Журнал Наш Современник - Журнал Наш Современник №9 (2001)
М.Ганина • Чтобы не сгореть на воде... (О русском языке и о русской жизни) (Наш современник N9 2001)
Майя Ганина
ЧТОБЫ НЕ СГОРЕТЬ НА ВОДЕ...
(о русском языке и о русской жизни)
“Не ревнуй лукавнующим, ниже завиди творящим беззаконие. Зане яко трава скоро исшут, яко зелие злака скоро отпадут... Видех нечестивого, превозносящегося и высящегося яко кедры Ливанские. И мимо идох и се не бе, и взысках его, и не обретеся место его...”
Не правда ли — текст псалма, приведенный выше на церковно-славянском, не только понятен нормальному русскому человеку, но и доставляет радость именно понимаемой древностью написанных слов: “Зане яко трава скоро исшут, яко зелие злака скоро отпадут... И мимо идох — и се не бе...”
О многих, “превозносящихся и высящихся, яко кедры Ливанские”, нечестивых, творивших всяческие беззакония на русской земле и над народом русским, можно ныне произнести: “И мимо идох и се не бе, и взысках его, и не обретеся место его...” Увы, на смену приходят, покуда, такие же, но тем и прекрасен древний псалом, что подтверждает мудростью тысячелетней: и эти так же — скоро исшут...
Ну а мы?..
“Храни незлобие и правоту и вознесет тя, еже наследити землю твою, останцы же нечестивых потребятся...”
Есть слух, что священные тексты, псалмы и молитвы — намереваются перевести на современный русский язык, ибо непонятны молящимся. Решаться сие будет, конечно, отцами церкви. Стоит подумать: на какой “современный русский”?.. Где край сегодняшней языковой “современности”, кто его определяет ныне? Есть ли такой властный орган?..
Позволю себе вспомнить картинку из далекого моего детства. Одна тысяча девятьсот сороковой год. Пять утра. Лето. Подмосковная деревенька Малые Вяземы. Встает солнце. Хлопая лихо кнутом, подгоняя медлящих коров, по деревенскому порядку идет мальчишка-подпасок лет тринадцати и поет что есть мочи:
— Я, мальчишка, каюсь, каюсь,
Что молодой мало гулял.

### Задание
Переведите на английский язык следующее предложение из текста для чтения: «Есть слух, что священные тексты, псалмы и молитвы — намереваются перевести на современный русский язык, ибо непонятны молящимся».

### Записи
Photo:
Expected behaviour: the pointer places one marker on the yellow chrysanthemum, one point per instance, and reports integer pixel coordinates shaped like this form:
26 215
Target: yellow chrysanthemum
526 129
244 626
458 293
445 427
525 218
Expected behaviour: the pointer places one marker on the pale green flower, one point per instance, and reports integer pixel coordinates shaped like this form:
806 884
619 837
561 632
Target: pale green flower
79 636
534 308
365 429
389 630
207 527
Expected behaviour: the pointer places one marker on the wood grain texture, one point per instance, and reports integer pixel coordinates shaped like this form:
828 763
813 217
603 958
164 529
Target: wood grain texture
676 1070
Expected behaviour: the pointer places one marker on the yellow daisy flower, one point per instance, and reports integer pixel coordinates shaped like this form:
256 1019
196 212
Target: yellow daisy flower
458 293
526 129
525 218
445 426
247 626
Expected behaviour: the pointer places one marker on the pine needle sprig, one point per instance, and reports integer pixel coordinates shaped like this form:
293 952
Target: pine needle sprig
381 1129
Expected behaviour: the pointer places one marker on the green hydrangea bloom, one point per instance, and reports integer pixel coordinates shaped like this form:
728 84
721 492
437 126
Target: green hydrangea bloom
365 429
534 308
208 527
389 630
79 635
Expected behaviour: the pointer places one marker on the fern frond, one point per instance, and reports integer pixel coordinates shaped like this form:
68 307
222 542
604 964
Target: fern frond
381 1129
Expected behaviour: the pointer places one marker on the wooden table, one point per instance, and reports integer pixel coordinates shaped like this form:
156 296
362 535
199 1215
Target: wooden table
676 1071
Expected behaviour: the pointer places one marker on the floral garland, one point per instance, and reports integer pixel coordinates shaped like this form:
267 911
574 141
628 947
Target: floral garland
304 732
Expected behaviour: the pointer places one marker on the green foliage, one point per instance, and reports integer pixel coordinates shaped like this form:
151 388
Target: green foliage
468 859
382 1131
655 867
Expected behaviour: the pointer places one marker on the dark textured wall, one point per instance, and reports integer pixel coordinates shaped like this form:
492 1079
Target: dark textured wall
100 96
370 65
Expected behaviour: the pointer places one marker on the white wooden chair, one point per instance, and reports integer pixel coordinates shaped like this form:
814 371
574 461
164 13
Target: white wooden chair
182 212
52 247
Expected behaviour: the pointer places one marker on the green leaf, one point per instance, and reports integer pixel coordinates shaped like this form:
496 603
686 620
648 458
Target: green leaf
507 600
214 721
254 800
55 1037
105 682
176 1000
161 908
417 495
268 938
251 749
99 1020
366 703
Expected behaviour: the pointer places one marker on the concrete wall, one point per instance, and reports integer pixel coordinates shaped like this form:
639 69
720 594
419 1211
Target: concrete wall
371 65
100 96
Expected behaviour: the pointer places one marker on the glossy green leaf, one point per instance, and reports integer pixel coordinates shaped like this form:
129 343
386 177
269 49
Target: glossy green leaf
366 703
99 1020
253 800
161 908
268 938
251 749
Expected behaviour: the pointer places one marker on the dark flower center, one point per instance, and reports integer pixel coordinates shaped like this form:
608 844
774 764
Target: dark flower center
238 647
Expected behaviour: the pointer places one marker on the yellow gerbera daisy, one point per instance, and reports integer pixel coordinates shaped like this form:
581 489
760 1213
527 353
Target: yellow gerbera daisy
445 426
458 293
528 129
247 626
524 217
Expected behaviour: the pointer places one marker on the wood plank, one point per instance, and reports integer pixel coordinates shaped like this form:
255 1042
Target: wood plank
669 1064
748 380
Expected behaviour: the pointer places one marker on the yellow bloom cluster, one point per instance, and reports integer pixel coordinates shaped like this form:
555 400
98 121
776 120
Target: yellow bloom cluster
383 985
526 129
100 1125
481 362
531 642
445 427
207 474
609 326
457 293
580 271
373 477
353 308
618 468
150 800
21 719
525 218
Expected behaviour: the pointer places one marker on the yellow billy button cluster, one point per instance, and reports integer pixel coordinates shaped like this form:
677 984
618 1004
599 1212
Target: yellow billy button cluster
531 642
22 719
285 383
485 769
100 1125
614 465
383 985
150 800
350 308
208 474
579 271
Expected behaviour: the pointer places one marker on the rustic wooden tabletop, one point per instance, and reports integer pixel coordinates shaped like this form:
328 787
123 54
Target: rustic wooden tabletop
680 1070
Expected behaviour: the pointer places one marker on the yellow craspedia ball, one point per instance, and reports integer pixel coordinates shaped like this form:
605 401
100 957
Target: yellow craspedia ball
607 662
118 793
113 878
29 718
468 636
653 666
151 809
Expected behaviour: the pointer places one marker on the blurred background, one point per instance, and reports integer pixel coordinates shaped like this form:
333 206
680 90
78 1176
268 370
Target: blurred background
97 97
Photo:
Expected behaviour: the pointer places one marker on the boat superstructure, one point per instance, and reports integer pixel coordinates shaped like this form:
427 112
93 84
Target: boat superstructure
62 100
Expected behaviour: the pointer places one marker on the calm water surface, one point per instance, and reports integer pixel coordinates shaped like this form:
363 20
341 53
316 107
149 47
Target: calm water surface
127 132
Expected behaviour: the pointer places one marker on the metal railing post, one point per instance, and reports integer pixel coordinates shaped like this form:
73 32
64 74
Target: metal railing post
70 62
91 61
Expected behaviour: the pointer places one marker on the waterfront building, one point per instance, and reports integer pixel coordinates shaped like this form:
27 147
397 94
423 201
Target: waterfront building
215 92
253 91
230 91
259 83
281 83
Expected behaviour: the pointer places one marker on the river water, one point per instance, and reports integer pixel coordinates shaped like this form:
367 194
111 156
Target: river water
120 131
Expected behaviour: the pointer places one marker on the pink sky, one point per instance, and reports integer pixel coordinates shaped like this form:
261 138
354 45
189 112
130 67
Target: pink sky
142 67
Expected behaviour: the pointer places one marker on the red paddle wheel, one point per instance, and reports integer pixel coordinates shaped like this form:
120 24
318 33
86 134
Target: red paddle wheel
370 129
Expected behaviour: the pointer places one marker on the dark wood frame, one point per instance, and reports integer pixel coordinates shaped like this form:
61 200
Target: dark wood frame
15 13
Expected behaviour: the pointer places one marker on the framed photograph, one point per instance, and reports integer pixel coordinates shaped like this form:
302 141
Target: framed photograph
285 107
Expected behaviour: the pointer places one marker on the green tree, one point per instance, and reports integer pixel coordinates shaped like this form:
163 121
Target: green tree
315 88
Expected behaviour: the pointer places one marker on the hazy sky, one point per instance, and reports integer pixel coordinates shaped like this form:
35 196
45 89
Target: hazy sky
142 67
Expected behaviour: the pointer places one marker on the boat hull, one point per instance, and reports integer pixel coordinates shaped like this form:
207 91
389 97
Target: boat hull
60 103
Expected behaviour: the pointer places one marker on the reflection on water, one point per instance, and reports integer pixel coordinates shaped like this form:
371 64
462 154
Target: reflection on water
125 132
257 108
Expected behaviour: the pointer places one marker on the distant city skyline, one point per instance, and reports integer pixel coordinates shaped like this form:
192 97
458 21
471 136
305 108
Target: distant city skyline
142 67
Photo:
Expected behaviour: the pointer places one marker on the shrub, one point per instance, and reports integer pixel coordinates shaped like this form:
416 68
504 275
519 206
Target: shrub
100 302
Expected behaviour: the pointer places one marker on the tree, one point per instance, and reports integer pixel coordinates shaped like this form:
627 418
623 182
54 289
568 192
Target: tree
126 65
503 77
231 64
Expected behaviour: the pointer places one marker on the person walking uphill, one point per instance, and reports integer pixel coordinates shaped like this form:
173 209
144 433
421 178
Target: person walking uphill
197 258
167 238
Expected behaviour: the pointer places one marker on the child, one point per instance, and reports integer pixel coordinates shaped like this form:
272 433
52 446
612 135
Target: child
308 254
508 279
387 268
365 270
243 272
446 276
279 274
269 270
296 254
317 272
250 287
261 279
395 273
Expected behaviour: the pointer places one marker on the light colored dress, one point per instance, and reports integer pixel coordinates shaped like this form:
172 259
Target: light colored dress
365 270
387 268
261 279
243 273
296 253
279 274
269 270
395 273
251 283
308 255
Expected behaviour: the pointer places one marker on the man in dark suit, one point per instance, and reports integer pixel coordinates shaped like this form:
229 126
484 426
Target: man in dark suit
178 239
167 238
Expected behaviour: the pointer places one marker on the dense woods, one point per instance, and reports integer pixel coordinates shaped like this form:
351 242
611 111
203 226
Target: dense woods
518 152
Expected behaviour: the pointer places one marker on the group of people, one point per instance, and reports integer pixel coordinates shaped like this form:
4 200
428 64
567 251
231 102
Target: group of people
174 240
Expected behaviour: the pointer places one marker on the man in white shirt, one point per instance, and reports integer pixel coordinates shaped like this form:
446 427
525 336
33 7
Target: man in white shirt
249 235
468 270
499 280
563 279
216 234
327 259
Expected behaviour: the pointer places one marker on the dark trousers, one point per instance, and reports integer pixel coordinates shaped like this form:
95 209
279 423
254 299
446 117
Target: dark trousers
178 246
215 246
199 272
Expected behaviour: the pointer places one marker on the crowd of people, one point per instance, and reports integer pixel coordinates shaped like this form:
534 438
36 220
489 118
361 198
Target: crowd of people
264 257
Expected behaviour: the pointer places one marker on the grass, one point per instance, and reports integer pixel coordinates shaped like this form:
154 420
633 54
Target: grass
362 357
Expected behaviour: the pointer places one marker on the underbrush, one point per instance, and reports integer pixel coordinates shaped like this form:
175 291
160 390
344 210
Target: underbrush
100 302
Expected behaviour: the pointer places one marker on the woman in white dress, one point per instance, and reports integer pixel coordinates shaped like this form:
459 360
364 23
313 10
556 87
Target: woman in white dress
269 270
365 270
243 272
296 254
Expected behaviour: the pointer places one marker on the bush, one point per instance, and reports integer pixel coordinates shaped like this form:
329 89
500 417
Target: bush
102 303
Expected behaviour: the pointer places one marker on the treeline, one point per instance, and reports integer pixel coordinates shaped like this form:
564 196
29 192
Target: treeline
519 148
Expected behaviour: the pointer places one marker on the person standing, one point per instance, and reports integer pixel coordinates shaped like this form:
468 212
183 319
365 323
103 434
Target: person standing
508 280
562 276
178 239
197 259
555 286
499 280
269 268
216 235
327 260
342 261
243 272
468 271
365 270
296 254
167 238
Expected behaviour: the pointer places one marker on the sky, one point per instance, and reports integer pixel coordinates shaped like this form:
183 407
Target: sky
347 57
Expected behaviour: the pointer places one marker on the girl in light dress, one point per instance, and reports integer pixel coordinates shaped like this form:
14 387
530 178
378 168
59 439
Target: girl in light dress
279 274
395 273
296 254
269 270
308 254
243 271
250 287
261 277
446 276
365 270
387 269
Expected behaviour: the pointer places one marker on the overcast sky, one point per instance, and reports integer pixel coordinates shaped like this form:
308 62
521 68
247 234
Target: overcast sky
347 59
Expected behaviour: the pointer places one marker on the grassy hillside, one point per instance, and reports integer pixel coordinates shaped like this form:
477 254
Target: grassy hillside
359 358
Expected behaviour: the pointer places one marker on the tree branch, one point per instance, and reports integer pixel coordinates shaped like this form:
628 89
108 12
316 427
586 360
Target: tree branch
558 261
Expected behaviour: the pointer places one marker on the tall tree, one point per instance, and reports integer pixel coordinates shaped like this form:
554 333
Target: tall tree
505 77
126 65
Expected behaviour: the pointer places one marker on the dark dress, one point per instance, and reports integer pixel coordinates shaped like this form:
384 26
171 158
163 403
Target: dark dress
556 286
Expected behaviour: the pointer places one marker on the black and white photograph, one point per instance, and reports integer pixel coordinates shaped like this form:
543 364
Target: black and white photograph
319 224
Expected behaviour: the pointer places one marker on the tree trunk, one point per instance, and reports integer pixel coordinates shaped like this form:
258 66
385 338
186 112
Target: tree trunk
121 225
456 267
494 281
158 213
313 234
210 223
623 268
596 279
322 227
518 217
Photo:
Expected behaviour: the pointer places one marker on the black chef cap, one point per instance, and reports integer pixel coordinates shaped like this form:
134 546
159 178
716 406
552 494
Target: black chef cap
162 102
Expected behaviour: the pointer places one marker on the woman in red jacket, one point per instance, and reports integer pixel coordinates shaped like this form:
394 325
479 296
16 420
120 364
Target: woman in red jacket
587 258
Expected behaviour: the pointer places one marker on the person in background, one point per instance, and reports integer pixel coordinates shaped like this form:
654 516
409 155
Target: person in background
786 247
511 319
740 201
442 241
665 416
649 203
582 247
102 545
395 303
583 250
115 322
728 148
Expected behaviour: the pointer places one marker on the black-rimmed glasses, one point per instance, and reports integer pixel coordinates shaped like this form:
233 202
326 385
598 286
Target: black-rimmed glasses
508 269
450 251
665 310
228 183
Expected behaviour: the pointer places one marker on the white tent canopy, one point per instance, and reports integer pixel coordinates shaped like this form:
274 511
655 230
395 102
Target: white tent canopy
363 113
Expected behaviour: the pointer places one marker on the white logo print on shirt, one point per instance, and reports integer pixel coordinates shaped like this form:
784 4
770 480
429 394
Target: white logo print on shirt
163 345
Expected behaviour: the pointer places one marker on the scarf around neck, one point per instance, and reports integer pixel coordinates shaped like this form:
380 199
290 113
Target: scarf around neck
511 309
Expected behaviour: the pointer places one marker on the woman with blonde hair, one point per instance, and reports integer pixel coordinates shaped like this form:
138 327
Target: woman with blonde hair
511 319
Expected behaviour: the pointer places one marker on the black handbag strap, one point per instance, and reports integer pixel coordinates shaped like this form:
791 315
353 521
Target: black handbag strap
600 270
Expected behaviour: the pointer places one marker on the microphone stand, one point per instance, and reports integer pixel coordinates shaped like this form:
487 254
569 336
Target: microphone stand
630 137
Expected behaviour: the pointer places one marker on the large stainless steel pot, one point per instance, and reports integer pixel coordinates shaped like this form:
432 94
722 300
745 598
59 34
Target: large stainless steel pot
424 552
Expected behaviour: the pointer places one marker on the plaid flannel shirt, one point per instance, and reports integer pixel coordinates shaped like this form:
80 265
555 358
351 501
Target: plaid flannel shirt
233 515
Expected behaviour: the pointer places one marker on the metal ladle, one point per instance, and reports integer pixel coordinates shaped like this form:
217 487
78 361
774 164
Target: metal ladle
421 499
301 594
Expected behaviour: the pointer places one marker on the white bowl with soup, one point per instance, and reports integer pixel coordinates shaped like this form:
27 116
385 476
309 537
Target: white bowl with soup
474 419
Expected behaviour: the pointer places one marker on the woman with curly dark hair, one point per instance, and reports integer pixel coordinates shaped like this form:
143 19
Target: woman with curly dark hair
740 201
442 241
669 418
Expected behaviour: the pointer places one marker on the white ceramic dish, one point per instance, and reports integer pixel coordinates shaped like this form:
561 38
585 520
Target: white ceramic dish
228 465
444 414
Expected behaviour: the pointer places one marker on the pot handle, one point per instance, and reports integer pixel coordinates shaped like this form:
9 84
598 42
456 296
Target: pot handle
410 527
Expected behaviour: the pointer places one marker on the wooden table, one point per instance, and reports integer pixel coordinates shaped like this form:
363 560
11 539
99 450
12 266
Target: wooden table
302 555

### Правильный ответ
There is a rumor that the sacred texts, psalms, and prayers are to be translated into modern Russian, since they are incomprehensible to those who pray.